— Start PAGE TEXT —

Alabama Power Co. v. Hamilton
Citation | 77 So. 356,201 Ala. 62 |
Decision Date | 15 November 1917 |
Docket Number | 7 Div. 815 |
Parties | ALABAMA POWER CO. et al. v. HAMILTON et al. |
Court | Supreme Court of Alabama |
Rehearing Denied Dec. 24, 1917
Appeal from Circuit Court, Talladega County; Hugh D. Merrill, Judge.
Action by G.F. Hamilton and others against the Alabama Power Company and others. Judgment for plaintiffs, and defendants appeal. Affirmed.
See also, 195 Ala. 438, 70 So. 737.
General rule that all parties plaintiff must recover, or none can has no application to suits on injunction bonds by obligees for the benefit of other obligees who have not had settlement.
That some of nominal plaintiffs had recovered damages of defendant under injunction bond given pursuant to Code 1907, § 4517 would be no bar to action in name of all plaintiffs for use of others, who had employed separate counsel in securing dissolution of injunction.
Knox, Acker, Dixon & Stewart, of Talladega, O.R. Hood, of Gadsden, and Thomas W. Martin, of Birmingham, for appellants.
Riddle & Burt, of Talladega, for appellees.
This suit was commenced in the circuit court of Talladega county, in the names of 706 plaintiffs, for the use of 289 of the named plaintiffs, to recover damages the natural and proximate result of the suing out of the injunction.

— End PAGE TEXT —
— Start DATA —

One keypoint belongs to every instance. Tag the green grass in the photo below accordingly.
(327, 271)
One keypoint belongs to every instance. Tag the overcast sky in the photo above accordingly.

— End DATA —

• TASKS TO CARRY OUT:
1. Check the case page on Alabama Power Co. v. Hamilton against each statement: (a) the appeal came from the Circuit Court of Talladega County; (b) the suit was brought in the names of 289 plaintiffs; (c) a rehearing was granted in December 1917. Answer yes or no for each and quote the words of the page that decide it.
2. Translate this sentence from the case page on Alabama Power Co. v. Hamilton into Spanish: "This suit was commenced in the circuit court of Talladega county, in the names of 706 plaintiffs, for the use of 289 of the named plaintiffs, to recover damages the natural and proximate result of the suing out of the injunction."

• SET OF ANSWERS:
1.
(a) Yes: "Appeal from Circuit Court, Talladega County; Hugh D. Merrill, Judge."
(b) No: "in the names of 706 plaintiffs, for the use of 289 of the named plaintiffs"
(c) No: "Rehearing Denied Dec. 24, 1917"

2. Esta demanda se inició en el tribunal de circuito del condado de Talladega, a nombre de 706 demandantes, en beneficio de 289 de los demandantes nombrados, para recuperar los daños que fueron el resultado natural y próximo de la obtención de la medida cautelar.